Saved data entries:
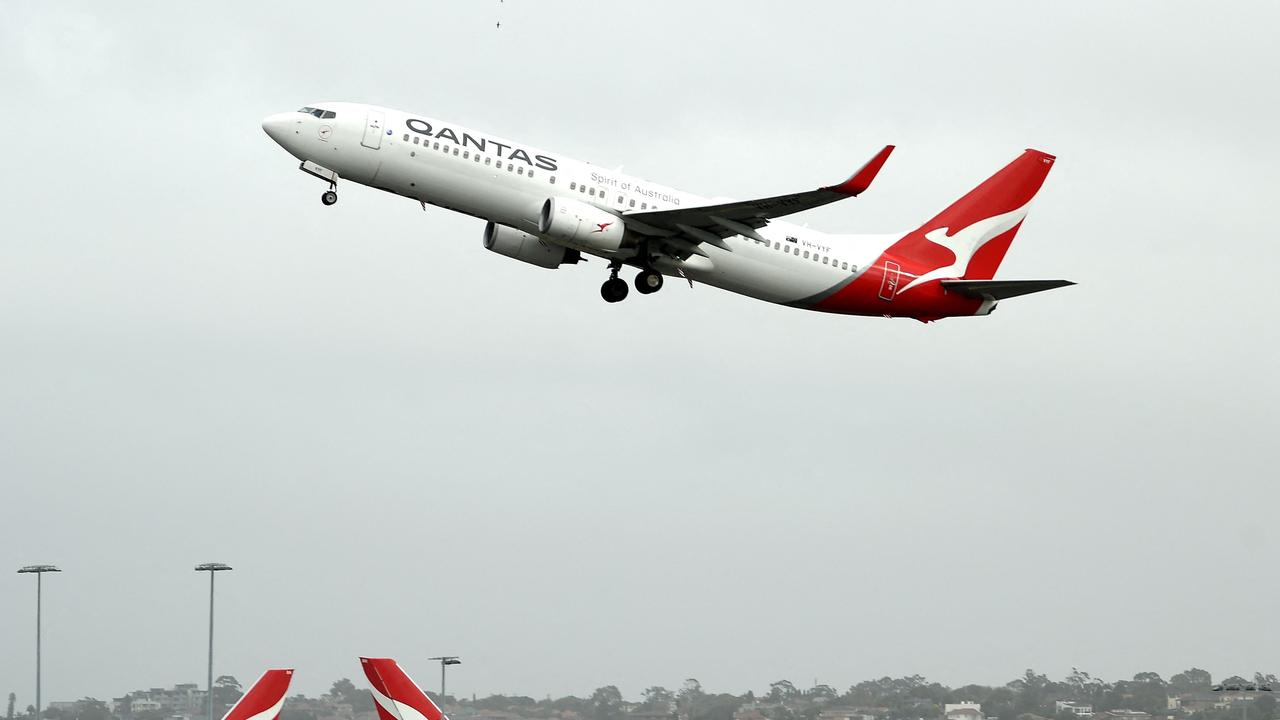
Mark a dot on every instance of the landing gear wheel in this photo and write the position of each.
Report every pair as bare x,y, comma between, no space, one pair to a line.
648,282
615,290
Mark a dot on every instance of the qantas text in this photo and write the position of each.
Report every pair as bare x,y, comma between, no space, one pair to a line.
424,127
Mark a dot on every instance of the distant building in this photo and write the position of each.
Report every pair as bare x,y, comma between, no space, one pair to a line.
1121,715
184,700
961,711
845,714
1197,702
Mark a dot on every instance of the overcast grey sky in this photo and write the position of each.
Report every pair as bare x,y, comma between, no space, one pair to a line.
410,446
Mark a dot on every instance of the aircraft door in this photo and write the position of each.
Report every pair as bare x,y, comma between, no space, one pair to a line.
888,286
374,130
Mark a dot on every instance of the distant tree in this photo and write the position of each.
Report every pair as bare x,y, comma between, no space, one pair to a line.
1031,689
347,692
822,692
606,703
658,697
782,691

__EXERCISE DESCRIPTION__:
All lines of the data above that include the word "this" must be shown.

__OUTPUT__:
Mark a dot on every instance of the landing gear wheel in this photo and write the position of each.
Mark a dot on every instance of the qantas text in this photo and write the position of each.
Mark a dot on every instance of the distant building in this photo and write the position of each.
Mark a dot on every instance of the overcast grey sky in this photo and write the position of each.
Mark a dot on every instance of the aircraft door in this photo and write the position of each.
Mark a dot on every instance of the distant tree in this photo and write the position of each.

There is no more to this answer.